● **THE PROBLEM**
From the essay on studying abroad, list the things about Charleston and C of C that the writer says they spent a lot of time explaining in Germany.

● **GIVEN TEXT**
What no one tells you about studying abroad

Daniel Cramer in Berlin

Daniel Cramer in Berlin

I know what you’re thinking: “No one wants to hear about your weird semester abroad and how you’re super European now and how you hate America - blah blah blah.”

I have to be honest; study abroad was great. I met amazing people, and I did have fun and weird experiences that I’ll laugh about for years, but I promise you this article isn’t that.

I’m here to give you the hard facts and the cold truth.

The parts of study abroad no one really talks about, but everyone experiences. For instance, there's this strange feeling that you’ll be returning home soon. That feeling continues on until you’re a month into the semester. It hits you suddenly - almost like it did freshman year - that you’re not going home tomorrow or next week, but in 3 or 4 months - and you will be different when you do.

Then there’s the mid-semester blues, which hit us at home too, but they strike a little deeper when you're far from home. Don’t worry too much about this though; with new friends they dissipate as quickly as they came.

I think the strangest feeling though is when you notice things going on back at home and realize you’re truly on the outside looking in. Whether it be the midterm elections, organizations or clubs you participated in last semester (like The Rival), or just receiving emails from school and thinking “I’m not there, why are they sending me all this stuff?” It’s a feeling I have a hard time explaining, and one you’ll have to experience to fully understand.

The greatest reflection on your choice of school happens abroad.

I never had to talk so much about Charleston as I did in Germany. Being the only person from C of C, I spent a lot of time explaining Clyde the cougar, our obsession with pineapples, the constant flooding and hurricanes (by the way I actually missed the hurrication this year) and, of course, Kickin’ Chicken. Being the only person from your school makes you more aware of and enriches your feelings about your home school. For example, after fondly explaining all things Charleston and C of C, I found that I loved, and missed, my school!  

That being said, there is, of course, still the greater reflection on the cultural differences of your new temporary home and America. I studied abroad in Germany, so I don’t think that I experienced as much culture shock as people studying elsewhere since much of American culture is founded in German culture. People also sometimes comment that Charleston is more European than other U.S. cities, and, after living in a European city for an extended period of time, I can attest to that statement.

● **EXTRACTED INFORMATION**
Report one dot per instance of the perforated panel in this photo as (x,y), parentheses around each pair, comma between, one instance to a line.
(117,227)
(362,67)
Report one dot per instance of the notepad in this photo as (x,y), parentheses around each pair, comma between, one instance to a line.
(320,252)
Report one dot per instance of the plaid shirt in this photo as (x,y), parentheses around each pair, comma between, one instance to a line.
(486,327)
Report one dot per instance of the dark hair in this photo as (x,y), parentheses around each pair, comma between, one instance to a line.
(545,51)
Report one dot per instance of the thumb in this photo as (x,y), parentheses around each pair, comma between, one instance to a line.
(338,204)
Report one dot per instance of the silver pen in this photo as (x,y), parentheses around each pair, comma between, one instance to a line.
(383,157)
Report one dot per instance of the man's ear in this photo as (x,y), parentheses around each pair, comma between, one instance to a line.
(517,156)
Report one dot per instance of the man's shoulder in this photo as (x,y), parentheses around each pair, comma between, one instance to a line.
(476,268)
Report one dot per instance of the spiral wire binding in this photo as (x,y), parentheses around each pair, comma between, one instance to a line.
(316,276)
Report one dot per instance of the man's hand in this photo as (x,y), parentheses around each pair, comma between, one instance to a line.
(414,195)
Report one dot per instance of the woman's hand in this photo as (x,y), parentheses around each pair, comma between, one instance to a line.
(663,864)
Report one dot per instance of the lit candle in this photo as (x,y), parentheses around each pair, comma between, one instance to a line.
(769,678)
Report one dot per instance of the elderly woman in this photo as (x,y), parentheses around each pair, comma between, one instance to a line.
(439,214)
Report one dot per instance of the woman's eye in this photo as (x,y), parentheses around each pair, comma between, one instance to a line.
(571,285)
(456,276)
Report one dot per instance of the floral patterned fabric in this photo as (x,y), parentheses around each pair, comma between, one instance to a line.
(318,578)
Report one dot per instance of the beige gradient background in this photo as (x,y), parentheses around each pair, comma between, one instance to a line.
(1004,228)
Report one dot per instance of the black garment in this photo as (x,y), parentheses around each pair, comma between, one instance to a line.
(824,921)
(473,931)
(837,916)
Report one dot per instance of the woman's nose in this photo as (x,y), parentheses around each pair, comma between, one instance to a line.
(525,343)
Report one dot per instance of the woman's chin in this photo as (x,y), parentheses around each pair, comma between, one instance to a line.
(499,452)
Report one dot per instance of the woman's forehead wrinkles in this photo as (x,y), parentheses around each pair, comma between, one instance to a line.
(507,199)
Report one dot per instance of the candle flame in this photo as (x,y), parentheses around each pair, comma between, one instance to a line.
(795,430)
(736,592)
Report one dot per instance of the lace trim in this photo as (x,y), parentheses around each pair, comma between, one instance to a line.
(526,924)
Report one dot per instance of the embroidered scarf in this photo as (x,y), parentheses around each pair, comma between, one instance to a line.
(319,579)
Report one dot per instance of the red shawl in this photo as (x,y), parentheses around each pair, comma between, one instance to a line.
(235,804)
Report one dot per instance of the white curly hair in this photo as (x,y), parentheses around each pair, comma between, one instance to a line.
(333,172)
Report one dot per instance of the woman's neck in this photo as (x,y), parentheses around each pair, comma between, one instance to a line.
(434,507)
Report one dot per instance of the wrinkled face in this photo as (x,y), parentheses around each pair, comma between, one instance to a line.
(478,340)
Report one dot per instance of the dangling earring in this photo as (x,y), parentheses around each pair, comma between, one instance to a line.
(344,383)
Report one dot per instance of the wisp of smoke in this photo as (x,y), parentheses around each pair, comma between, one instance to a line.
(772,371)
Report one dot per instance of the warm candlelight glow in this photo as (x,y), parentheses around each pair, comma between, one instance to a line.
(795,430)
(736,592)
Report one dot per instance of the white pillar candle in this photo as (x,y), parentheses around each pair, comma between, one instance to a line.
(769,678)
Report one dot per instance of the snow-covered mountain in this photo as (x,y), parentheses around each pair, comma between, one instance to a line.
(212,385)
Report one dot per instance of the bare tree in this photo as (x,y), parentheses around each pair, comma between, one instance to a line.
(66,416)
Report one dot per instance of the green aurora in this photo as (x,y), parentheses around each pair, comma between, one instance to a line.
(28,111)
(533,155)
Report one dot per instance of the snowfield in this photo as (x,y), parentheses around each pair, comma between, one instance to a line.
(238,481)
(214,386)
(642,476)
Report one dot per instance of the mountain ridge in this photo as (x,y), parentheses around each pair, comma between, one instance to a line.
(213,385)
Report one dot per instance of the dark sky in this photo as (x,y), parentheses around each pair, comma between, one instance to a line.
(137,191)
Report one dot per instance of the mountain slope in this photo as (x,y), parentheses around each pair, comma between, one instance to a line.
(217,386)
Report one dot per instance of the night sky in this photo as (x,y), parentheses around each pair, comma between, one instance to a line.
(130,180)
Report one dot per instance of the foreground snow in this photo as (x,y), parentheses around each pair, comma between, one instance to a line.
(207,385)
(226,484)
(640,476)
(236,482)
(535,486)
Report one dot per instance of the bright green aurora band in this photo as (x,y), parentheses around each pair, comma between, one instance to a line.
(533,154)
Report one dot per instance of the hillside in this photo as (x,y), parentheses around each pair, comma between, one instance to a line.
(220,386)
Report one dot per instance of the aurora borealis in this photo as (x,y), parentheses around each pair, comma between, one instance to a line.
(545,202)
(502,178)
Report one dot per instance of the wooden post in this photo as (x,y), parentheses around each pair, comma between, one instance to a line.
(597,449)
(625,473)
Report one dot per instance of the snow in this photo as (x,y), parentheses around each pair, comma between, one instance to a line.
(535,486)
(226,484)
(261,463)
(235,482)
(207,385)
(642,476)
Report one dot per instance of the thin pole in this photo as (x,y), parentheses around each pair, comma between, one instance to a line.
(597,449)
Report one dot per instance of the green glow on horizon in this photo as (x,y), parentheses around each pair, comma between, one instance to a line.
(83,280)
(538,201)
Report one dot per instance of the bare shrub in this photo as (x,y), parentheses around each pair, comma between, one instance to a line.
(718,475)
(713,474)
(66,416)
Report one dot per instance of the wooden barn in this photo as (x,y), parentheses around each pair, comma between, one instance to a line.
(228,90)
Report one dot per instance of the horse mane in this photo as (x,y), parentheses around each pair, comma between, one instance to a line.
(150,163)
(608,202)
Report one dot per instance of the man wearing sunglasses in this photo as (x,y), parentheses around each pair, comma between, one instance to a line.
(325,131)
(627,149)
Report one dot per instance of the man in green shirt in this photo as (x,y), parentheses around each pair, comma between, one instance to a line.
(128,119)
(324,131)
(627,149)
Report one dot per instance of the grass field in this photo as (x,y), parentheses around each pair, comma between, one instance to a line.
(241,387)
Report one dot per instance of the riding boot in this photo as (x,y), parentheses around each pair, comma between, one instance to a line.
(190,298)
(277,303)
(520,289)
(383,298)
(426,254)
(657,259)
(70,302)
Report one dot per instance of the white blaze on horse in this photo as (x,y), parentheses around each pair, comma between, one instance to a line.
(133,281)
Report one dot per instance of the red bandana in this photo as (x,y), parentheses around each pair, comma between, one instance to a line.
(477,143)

● **RESPONSE TO THE TASK**
- Clyde the cougar
- The obsession with pineapples
- The constant flooding and hurricanes
- Kickin' Chicken